> **YOUR GOAL**
Quote every entry word for word.
··· MATERIAL SUPPLIED
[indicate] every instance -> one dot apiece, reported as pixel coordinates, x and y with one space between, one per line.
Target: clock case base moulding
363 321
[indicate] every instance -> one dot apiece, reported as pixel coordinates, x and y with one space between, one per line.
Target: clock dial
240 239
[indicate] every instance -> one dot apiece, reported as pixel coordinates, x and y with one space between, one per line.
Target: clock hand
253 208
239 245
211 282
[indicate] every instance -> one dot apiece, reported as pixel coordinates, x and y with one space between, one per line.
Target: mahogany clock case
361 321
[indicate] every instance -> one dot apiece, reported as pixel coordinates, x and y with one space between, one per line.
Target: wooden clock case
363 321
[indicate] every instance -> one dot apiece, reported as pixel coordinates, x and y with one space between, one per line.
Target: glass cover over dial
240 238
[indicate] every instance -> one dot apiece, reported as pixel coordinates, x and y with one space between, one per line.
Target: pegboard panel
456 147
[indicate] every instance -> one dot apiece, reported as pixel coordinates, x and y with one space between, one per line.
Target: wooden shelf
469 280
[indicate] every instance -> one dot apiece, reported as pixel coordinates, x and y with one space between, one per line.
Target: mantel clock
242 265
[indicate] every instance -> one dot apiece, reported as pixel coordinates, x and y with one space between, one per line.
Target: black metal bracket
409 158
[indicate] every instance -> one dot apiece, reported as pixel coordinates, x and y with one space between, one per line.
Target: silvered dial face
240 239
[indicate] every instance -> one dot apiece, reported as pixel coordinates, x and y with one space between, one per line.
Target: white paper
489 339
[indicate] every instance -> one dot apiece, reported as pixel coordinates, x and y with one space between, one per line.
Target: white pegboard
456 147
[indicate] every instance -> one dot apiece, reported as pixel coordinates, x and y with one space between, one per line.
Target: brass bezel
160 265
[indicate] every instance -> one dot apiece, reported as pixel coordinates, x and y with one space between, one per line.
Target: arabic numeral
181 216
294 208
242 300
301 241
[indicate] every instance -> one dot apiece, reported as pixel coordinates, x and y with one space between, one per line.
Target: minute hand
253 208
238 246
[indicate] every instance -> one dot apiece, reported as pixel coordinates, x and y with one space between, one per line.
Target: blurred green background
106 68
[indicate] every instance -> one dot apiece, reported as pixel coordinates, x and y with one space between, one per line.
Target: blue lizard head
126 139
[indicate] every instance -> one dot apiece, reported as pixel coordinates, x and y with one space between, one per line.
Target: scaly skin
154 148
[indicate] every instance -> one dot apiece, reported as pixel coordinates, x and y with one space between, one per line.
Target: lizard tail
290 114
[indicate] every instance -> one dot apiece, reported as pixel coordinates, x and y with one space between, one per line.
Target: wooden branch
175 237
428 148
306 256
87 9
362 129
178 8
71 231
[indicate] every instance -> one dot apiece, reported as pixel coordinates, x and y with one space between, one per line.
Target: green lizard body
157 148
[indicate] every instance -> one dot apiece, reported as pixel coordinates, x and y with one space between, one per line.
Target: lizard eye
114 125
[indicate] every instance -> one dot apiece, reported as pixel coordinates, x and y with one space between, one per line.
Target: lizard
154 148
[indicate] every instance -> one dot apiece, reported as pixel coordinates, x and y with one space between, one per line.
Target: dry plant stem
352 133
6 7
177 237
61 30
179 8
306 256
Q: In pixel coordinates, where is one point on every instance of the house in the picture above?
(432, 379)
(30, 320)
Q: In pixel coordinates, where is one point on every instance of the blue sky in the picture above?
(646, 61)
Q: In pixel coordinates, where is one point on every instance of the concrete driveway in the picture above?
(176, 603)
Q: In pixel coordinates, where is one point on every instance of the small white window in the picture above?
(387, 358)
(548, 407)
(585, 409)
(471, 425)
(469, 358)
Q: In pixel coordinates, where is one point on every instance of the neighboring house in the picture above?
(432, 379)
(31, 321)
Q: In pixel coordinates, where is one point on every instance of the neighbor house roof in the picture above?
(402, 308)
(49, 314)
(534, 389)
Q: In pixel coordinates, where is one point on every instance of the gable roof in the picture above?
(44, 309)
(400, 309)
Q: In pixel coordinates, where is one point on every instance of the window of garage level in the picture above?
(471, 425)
······
> **TASK RESPONSE**
[indicate] every instance -> one dot apiece, reported as pixel coordinates, x and y with one space between, one per line.
Target: clock case base moulding
363 321
[indicate] every instance -> one dot apiece, reported as pixel coordinates, x and y with one space between, one per line.
Target: clock dial
240 239
[indicate] every instance -> one dot apiece, reported as pixel coordinates, x and y with one space between, one per line.
Target: clock hand
253 208
239 245
211 282
[indicate] every instance -> one dot apiece, reported as pixel coordinates, x and y with one space between, one per line.
Target: mahogany clock case
361 321
[indicate] every instance -> one dot apiece, reported as pixel coordinates, x and y with one space between, one per line.
Target: wooden clock case
363 321
[indicate] every instance -> one dot apiece, reported as pixel coordinates, x and y with one space between, one per line.
Target: glass cover over dial
240 238
[indicate] every instance -> one dot apiece, reported as pixel coordinates, x and y with one space between, one per line.
Target: pegboard panel
456 147
[indicate] every instance -> one dot apiece, reported as pixel coordinates, x and y with one space between, one per line.
Target: wooden shelf
469 280
[indicate] every instance -> one dot apiece, reported as pixel coordinates, x and y with one space between, one per line.
Target: mantel clock
242 265
[indicate] every instance -> one dot apiece, reported as pixel coordinates, x and y with one space between, one per line.
Target: black metal bracket
409 158
[indicate] every instance -> one dot apiece, reported as pixel coordinates, x and y with one space between, one per line.
Target: silvered dial face
240 239
[indicate] every instance -> one dot apiece, reported as pixel coordinates, x and y with one space between, one per line.
Target: white paper
489 339
[indicate] every instance -> one dot apiece, reported as pixel coordinates, x and y with one space between, one per line.
Target: white pegboard
456 147
[indicate] every instance -> one dot apiece, reported as pixel coordinates, x and y with one space between, one per line.
Target: brass bezel
160 265
[indicate] every instance -> one dot apiece, reported as pixel coordinates, x and y with one space between, one per line.
Target: arabic numeral
181 216
294 208
242 300
301 241
[indicate] every instance -> one dot apiece, reported as pixel coordinates, x and y with one space between, one per line.
Target: minute hand
253 208
238 246
[indicate] every instance -> one dot apiece, reported as pixel coordinates, x and y with one space between, one per line.
Target: blurred green background
106 68
[indicate] every instance -> one dot apiece, reported as pixel coordinates, x and y with one space between, one per line.
Target: blue lizard head
126 139
[indicate] every instance -> one dot apiece, reported as pixel coordinates, x and y with one space between, one per line.
Target: scaly skin
154 148
[indicate] every instance -> one dot apiece, reported as pixel coordinates, x and y with one space between, one per line.
Target: lizard tail
290 114
[indicate] every instance -> one dot apiece, reported as pixel coordinates, x and y with one space between, one per line.
Target: wooden branch
175 237
428 148
306 256
87 9
362 129
178 8
71 231
[indicate] every instance -> one dot apiece, reported as pixel coordinates, x and y with one space between, one per line.
Target: green lizard body
157 148
[indicate] every instance -> one dot apiece, reported as pixel coordinates, x and y with one space between, one per line.
Target: lizard eye
114 125
[indicate] every instance -> one dot apiece, reported as pixel coordinates, x and y with one space between, one per line.
Target: lizard
154 148
[indicate] every instance -> one dot apiece, reported as pixel coordinates, x and y with one space between, one per line.
Target: dry plant stem
352 133
6 7
177 237
61 30
179 8
306 256
Q: In pixel coordinates, where is one point on every instance of the house in the picture above?
(432, 379)
(30, 320)
Q: In pixel coordinates, where is one point on every instance of the blue sky in the picture above?
(646, 61)
Q: In pixel coordinates, where is one point on every instance of the concrete driveway in the picture above?
(176, 603)
Q: In pixel coordinates, where is one point on every instance of the small white window in the picture above?
(387, 358)
(548, 407)
(585, 409)
(471, 425)
(469, 358)
Q: In pixel coordinates, where is one point on every instance of the neighboring house in the picture above?
(432, 379)
(31, 321)
Q: In pixel coordinates, where is one point on every instance of the neighbor house roof in the picture above?
(402, 308)
(49, 314)
(534, 389)
Q: In pixel coordinates, where is one point on every instance of the gable roof in the picture above?
(44, 309)
(400, 309)
Q: In pixel coordinates, where is one point on every instance of the window of garage level in the picture above?
(471, 425)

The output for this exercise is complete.